Passage to read -
────────
Originally published August 22 2005
FDA poses stricter regulations for the acne drug Accutane
by Mike Adams, the Health Ranger, NaturalNews Editor
It is hoped that birth defects and miscarriages associated with the skin care drug Accutane will decrease under tight new laws from the FDA.
- The regulations, which apply to generic versions of Accutane as well, require doctors and patients to register in an electronic database before it can be dispensed.
- Female patients of childbearing age must take two pregnancy tests and use two forms of birth control to get the drug.
- The new program is the latest and by far most drastic of more than 40 efforts by the agency in the last 22 years to reduce harm from Accutane, an oral medicine made by Roche Holding, while allowing its continued use.
- Health officials say the new plan is the latest sign the F.D.A. is losing faith that the nation's doctors and pharmacists can adequately safeguard the health of patients.
- Before 1998, the agency largely confined itself to advising physicians and pharmacists about how to prescribe and dispense safely any drugs with potentially dangerous adverse effects, and trusted that its advice would be followed.
- But experts say that time after time over the last decade, medical professionals have ignored the advice, providing drugs to patients at risk of severe complications.
- But such withdrawals have left stranded thousands of patients who contend that they needed those drugs to lead normal lives.
- Among the first was a program created in 1998 to ensure that thalidomide, infamous for causing thousands of birth defects in European babies during the 1960's, could be safely used as a leprosy drug.
- Dr. Wolfe added that drug companies were largely to blame, though, saying their huge marketing efforts often encouraged doctors to prescribe drugs excessively.
- By 2002, the last year before generic versions of the medicine entered the market, sales of Accutane in the United States had risen to $380 million, with doctors writing 170,000 prescriptions a month, half of which went to women.
────────
Brief A -
Reproduce the passage of the Accutane article starting at "- Female patients" and ending at "would be followed.".
Brief B -
According to the Accutane article, how many pregnancy tests must female patients of childbearing age take to get the drug?

Data shown -
────────
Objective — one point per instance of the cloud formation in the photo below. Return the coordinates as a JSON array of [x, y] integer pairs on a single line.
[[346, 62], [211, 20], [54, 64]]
────────
Solution A -
- Female patients of childbearing age must take two pregnancy tests and use two forms of birth control to get the drug.
- The new program is the latest and by far most drastic of more than 40 efforts by the agency in the last 22 years to reduce harm from Accutane, an oral medicine made by Roche Holding, while allowing its continued use.
- Health officials say the new plan is the latest sign the F.D.A. is losing faith that the nation's doctors and pharmacists can adequately safeguard the health of patients.
- Before 1998, the agency largely confined itself to advising physicians and pharmacists about how to prescribe and dispense safely any drugs with potentially dangerous adverse effects, and trusted that its advice would be followed.

Solution B -
Two.